Start of Recorded information
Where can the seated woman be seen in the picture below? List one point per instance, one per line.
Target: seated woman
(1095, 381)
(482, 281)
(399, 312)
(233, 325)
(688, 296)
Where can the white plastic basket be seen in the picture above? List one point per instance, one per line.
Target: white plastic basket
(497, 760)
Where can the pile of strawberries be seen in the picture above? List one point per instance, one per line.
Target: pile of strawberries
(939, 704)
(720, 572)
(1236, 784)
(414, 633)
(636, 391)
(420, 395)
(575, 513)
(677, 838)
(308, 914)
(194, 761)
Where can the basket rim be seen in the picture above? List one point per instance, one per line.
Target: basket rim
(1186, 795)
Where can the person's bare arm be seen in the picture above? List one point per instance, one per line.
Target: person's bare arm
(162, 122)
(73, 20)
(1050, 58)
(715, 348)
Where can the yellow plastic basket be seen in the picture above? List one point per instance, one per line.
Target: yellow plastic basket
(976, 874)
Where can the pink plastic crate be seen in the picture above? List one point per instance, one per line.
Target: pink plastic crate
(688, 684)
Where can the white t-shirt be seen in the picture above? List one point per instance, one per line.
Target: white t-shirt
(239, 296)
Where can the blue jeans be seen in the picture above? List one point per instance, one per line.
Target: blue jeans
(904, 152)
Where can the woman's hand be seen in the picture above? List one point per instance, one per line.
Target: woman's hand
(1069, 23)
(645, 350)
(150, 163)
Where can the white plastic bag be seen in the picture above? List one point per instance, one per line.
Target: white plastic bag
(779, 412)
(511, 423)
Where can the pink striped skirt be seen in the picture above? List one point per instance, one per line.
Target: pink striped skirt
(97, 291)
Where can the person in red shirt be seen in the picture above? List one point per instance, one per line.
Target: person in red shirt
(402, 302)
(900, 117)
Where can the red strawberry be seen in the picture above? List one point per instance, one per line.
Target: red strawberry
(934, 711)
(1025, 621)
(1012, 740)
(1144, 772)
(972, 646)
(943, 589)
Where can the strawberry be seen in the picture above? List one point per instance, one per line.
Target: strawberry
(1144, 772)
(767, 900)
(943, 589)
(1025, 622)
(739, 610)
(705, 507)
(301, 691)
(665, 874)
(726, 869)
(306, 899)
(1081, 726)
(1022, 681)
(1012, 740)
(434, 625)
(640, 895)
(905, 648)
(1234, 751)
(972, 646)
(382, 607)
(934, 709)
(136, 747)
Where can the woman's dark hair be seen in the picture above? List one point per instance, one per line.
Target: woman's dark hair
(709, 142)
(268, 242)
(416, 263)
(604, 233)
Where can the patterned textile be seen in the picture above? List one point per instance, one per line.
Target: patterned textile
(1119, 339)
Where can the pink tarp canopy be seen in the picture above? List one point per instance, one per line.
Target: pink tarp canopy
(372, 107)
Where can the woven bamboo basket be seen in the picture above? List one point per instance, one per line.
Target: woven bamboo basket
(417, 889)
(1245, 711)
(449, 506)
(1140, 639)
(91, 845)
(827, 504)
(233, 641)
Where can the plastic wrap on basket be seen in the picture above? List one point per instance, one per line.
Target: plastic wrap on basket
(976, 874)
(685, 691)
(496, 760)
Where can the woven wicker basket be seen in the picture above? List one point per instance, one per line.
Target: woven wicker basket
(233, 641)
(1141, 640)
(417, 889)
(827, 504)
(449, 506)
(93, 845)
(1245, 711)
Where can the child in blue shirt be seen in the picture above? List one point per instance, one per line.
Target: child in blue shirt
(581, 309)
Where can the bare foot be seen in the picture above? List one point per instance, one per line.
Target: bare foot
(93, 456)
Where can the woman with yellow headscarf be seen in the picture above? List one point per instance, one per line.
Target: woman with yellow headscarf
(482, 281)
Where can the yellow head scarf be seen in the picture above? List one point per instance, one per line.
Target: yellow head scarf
End of Recorded information
## Job
Arrange the material above as a two-column CSV with the headers text and answer, one row per text-and-answer pair. Put each field in double quotes, replace line breaks with spaces, and begin at the line that contains "Where can the patterned", stopping after the line that contains "(1119, 339)".

## Output below
text,answer
"Where can the patterned textile be seen in the picture above? List one point per instance, one per line. Target: patterned textile","(1119, 339)"